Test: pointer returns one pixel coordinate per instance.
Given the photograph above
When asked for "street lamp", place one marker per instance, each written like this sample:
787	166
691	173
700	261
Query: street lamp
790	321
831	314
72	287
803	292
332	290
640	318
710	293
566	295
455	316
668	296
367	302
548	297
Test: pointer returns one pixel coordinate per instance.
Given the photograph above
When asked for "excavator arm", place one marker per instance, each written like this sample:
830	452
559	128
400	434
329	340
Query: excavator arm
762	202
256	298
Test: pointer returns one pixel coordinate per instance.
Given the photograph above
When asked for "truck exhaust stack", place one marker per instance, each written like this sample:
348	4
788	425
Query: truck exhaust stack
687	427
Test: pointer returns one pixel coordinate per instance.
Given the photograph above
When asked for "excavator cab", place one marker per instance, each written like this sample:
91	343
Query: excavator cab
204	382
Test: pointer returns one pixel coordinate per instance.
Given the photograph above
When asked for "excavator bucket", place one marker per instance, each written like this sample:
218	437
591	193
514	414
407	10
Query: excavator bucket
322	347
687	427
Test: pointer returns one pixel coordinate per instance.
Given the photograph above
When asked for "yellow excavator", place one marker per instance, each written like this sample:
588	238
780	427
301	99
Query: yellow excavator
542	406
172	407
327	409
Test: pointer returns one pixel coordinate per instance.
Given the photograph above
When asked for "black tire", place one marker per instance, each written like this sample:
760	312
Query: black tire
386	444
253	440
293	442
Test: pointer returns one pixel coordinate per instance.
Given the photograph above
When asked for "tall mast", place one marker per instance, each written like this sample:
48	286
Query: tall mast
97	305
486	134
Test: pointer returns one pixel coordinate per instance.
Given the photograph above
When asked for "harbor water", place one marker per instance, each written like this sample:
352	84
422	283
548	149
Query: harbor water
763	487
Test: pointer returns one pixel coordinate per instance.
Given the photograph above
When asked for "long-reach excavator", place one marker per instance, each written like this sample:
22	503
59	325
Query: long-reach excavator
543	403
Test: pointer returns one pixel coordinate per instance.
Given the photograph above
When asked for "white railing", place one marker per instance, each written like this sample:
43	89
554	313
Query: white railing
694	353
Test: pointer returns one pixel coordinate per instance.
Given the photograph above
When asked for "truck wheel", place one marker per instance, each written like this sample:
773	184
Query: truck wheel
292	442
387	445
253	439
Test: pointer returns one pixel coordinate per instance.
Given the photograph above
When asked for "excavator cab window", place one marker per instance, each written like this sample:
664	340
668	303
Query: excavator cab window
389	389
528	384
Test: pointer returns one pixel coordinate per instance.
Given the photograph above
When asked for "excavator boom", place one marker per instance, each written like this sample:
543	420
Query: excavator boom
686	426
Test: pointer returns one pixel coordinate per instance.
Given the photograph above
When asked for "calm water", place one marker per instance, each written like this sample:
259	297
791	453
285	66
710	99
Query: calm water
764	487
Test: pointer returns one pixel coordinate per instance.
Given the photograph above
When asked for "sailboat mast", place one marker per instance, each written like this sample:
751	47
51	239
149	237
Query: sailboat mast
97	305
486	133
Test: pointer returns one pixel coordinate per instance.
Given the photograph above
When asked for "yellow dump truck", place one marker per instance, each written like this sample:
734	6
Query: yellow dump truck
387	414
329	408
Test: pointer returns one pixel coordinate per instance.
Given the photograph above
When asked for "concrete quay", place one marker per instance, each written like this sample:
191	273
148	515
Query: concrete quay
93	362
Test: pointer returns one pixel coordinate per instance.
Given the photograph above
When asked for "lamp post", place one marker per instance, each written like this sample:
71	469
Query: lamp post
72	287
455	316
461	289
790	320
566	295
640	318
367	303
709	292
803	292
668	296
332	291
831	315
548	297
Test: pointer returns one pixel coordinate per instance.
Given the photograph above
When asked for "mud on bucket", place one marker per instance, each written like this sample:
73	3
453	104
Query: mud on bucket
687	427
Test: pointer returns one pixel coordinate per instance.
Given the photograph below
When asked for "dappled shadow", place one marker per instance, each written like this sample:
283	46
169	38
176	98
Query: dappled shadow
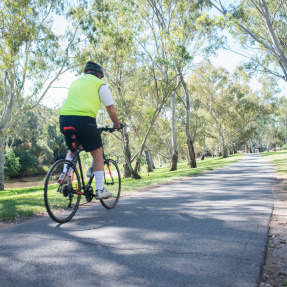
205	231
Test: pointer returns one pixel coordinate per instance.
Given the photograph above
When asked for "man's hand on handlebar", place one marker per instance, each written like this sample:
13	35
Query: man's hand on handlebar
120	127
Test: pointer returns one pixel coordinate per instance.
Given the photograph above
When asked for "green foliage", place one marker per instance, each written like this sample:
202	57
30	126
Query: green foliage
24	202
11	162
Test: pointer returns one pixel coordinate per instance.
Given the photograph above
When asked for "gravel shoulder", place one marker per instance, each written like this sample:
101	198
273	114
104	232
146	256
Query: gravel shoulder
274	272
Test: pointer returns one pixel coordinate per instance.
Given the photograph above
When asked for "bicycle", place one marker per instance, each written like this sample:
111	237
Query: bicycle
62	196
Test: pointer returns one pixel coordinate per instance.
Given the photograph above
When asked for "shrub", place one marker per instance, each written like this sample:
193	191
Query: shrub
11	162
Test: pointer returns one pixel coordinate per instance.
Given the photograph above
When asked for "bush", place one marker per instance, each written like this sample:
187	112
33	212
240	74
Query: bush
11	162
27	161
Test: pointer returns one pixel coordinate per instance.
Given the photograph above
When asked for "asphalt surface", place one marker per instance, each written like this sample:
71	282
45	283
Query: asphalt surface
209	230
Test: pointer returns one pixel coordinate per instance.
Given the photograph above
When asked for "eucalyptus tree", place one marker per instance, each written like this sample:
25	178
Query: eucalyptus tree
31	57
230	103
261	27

++++

▸ **Prompt**
Beginning with the line that holds "Query: bicycle" and ending with the last line of the data, copy each line exactly and add nothing.

▸ **The completed task**
Query: bicycle
62	196
Test: pointer returns one pixel coordinate per instance.
Given the photograph above
When asked for "shrub", place one marker per instance, each written like this sample:
193	191
Query: shrub
11	162
Test: pointer returns one pixel coordinate per instance.
Given the photograph above
When asked for "bush", place one marker per instance, each written like this sample:
187	112
33	212
240	74
Query: bush
11	162
27	161
Test: pointer returns one pixel coordinate per instance.
Given the photograph above
When asked for "asphalt surface", place one marker per instance, each written like this sample:
71	282
45	283
Query: asphalt surface
209	230
Test: pointer returns one pixel coordinate per instance.
Given the photograph above
When asked for "eucalyptus tree", place one marker per instance, each written like this sample:
25	178
Query: eucalyptus tree
31	57
230	103
261	27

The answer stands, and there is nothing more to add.